What the exercise asks: Going line by line through the listing, how many lines hold "jersey"? State nothing but the number.

Dataset extract:
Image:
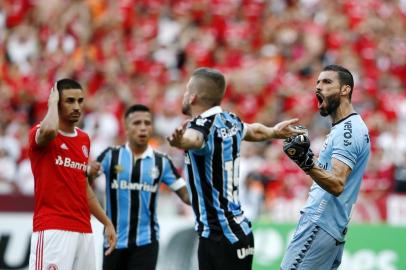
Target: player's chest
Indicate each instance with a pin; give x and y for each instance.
(74, 150)
(326, 153)
(140, 171)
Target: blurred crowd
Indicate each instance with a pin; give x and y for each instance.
(143, 51)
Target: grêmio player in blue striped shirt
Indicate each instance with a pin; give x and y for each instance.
(134, 172)
(212, 140)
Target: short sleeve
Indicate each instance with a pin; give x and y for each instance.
(32, 135)
(104, 159)
(170, 175)
(202, 125)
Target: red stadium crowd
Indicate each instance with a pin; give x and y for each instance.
(142, 51)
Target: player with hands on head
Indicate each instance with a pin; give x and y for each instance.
(212, 142)
(318, 242)
(59, 152)
(134, 172)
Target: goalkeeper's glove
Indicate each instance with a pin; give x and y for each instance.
(298, 149)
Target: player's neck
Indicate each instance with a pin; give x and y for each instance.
(66, 127)
(198, 110)
(342, 112)
(138, 150)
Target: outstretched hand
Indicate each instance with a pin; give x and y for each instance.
(284, 130)
(175, 139)
(297, 148)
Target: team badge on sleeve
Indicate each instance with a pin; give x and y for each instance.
(154, 172)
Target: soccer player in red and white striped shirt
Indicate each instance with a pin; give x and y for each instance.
(59, 151)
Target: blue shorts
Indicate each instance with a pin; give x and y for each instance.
(312, 248)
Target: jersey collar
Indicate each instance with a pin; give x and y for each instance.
(149, 152)
(66, 134)
(212, 111)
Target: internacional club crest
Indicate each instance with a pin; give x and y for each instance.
(85, 151)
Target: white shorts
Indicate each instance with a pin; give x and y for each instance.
(62, 250)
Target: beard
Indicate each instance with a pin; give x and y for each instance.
(332, 103)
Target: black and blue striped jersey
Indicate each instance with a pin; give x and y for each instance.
(132, 188)
(213, 176)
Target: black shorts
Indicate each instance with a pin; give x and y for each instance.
(140, 258)
(221, 254)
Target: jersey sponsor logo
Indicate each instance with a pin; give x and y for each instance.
(63, 146)
(227, 132)
(244, 252)
(125, 185)
(324, 147)
(187, 159)
(85, 151)
(347, 133)
(154, 172)
(201, 121)
(68, 163)
(52, 267)
(118, 168)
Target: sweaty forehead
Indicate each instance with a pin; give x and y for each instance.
(332, 75)
(139, 116)
(72, 93)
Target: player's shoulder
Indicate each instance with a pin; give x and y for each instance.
(81, 132)
(161, 154)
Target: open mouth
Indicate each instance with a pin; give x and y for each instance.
(320, 99)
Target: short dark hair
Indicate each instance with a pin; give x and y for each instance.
(212, 85)
(136, 108)
(344, 76)
(67, 84)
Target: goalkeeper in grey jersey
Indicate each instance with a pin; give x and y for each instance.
(318, 241)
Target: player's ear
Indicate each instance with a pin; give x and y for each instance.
(192, 98)
(345, 90)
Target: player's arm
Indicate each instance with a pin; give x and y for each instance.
(331, 181)
(186, 138)
(49, 125)
(183, 195)
(93, 171)
(258, 132)
(97, 211)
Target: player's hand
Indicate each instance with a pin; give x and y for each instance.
(93, 169)
(53, 95)
(284, 129)
(175, 139)
(111, 236)
(298, 149)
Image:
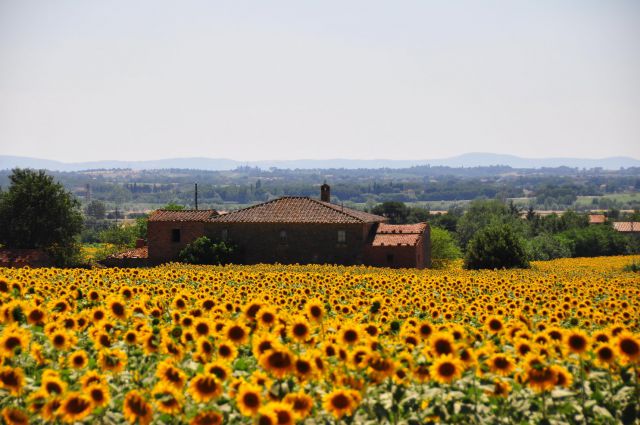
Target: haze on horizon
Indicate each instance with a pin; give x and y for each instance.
(140, 80)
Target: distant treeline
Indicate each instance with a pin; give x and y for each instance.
(549, 188)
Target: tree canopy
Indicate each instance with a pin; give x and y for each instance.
(37, 212)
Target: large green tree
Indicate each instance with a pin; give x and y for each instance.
(37, 212)
(496, 246)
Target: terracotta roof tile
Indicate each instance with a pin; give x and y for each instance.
(627, 226)
(142, 252)
(298, 210)
(401, 228)
(390, 239)
(398, 234)
(184, 215)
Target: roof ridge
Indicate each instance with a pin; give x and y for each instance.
(335, 208)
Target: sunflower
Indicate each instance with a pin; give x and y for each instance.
(349, 334)
(445, 369)
(52, 384)
(627, 346)
(62, 340)
(563, 376)
(605, 354)
(226, 351)
(278, 361)
(501, 364)
(170, 375)
(262, 343)
(380, 367)
(576, 341)
(494, 324)
(11, 379)
(299, 330)
(13, 340)
(204, 387)
(202, 327)
(341, 402)
(425, 330)
(131, 337)
(236, 332)
(500, 388)
(248, 399)
(441, 343)
(112, 360)
(167, 399)
(266, 317)
(267, 416)
(207, 418)
(204, 349)
(283, 411)
(251, 310)
(117, 309)
(315, 310)
(98, 393)
(92, 377)
(301, 403)
(15, 416)
(136, 408)
(75, 407)
(78, 359)
(538, 375)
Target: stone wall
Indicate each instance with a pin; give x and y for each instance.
(159, 238)
(302, 243)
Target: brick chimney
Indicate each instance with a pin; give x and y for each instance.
(325, 193)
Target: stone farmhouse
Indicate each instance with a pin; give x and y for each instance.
(292, 230)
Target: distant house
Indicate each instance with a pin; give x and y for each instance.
(135, 257)
(168, 232)
(627, 226)
(24, 258)
(292, 230)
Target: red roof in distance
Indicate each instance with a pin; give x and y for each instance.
(295, 209)
(183, 215)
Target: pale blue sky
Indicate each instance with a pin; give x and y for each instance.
(90, 80)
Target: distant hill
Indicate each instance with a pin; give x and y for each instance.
(465, 160)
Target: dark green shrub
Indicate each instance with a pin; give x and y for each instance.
(494, 247)
(205, 251)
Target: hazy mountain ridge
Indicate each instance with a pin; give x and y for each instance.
(465, 160)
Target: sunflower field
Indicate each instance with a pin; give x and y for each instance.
(271, 344)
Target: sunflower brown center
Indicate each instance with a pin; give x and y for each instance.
(207, 385)
(629, 347)
(447, 369)
(577, 342)
(137, 406)
(443, 347)
(279, 360)
(77, 405)
(350, 336)
(12, 342)
(236, 333)
(340, 401)
(251, 400)
(300, 330)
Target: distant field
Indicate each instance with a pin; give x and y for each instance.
(313, 344)
(619, 197)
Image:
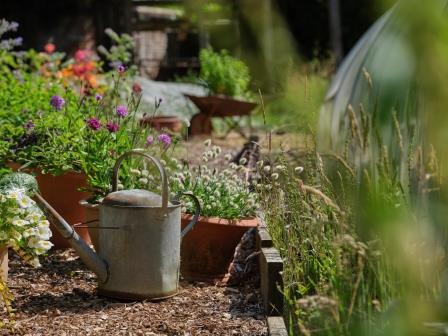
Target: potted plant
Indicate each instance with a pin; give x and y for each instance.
(227, 80)
(227, 208)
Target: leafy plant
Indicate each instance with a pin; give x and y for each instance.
(223, 74)
(23, 226)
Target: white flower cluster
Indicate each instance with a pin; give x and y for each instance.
(221, 192)
(23, 226)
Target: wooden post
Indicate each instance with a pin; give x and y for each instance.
(276, 326)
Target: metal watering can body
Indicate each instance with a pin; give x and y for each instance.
(138, 255)
(143, 252)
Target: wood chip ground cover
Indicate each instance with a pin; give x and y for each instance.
(60, 299)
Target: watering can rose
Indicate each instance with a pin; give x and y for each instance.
(23, 226)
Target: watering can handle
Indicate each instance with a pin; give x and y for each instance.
(156, 162)
(194, 221)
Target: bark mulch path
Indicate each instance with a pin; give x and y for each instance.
(60, 299)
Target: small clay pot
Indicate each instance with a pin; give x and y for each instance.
(174, 124)
(92, 213)
(4, 263)
(207, 250)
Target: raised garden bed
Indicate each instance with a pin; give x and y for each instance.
(64, 302)
(271, 267)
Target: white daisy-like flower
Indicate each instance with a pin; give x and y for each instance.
(34, 262)
(143, 180)
(3, 235)
(44, 233)
(298, 169)
(25, 202)
(135, 172)
(34, 242)
(20, 222)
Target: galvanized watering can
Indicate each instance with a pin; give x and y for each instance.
(138, 255)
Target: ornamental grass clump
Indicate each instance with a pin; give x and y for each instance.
(355, 236)
(221, 186)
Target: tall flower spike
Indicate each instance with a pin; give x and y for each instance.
(122, 111)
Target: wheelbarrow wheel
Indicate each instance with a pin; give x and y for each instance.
(200, 124)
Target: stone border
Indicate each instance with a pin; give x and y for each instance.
(271, 282)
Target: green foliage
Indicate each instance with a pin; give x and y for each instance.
(121, 51)
(335, 222)
(224, 74)
(296, 106)
(19, 181)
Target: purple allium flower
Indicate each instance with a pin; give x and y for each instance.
(18, 41)
(165, 139)
(13, 26)
(57, 102)
(157, 102)
(18, 75)
(149, 140)
(93, 124)
(112, 127)
(122, 111)
(29, 126)
(121, 68)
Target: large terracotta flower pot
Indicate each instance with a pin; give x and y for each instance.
(216, 106)
(4, 263)
(207, 251)
(62, 193)
(92, 213)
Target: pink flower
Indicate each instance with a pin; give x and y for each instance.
(57, 102)
(136, 88)
(93, 124)
(121, 68)
(49, 48)
(81, 55)
(165, 139)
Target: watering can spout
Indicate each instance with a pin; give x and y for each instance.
(87, 255)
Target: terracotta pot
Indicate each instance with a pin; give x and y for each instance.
(172, 123)
(92, 220)
(62, 193)
(207, 250)
(4, 263)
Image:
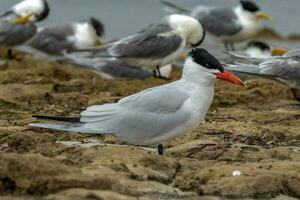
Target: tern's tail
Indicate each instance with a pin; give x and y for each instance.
(250, 69)
(248, 59)
(70, 124)
(69, 127)
(170, 7)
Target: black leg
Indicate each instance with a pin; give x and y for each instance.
(157, 74)
(232, 47)
(160, 149)
(10, 54)
(226, 46)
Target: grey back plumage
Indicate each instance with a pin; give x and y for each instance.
(13, 35)
(156, 41)
(287, 70)
(132, 118)
(53, 40)
(219, 22)
(284, 68)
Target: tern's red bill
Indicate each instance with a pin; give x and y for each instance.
(229, 77)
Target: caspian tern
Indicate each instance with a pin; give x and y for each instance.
(156, 114)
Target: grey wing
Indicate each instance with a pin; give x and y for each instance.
(6, 14)
(219, 22)
(53, 40)
(287, 69)
(109, 67)
(154, 42)
(292, 53)
(145, 114)
(12, 35)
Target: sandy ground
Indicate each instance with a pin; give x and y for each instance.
(253, 133)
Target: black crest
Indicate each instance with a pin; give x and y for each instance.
(98, 26)
(263, 46)
(205, 59)
(202, 39)
(249, 6)
(45, 12)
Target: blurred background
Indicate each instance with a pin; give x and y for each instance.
(123, 17)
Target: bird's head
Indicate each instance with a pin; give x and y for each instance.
(98, 28)
(31, 11)
(201, 60)
(189, 27)
(254, 10)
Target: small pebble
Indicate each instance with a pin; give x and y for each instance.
(236, 173)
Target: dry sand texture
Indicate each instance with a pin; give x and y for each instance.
(254, 132)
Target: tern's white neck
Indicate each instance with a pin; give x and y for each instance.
(85, 35)
(188, 27)
(27, 7)
(246, 17)
(192, 72)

Exercise solution: 4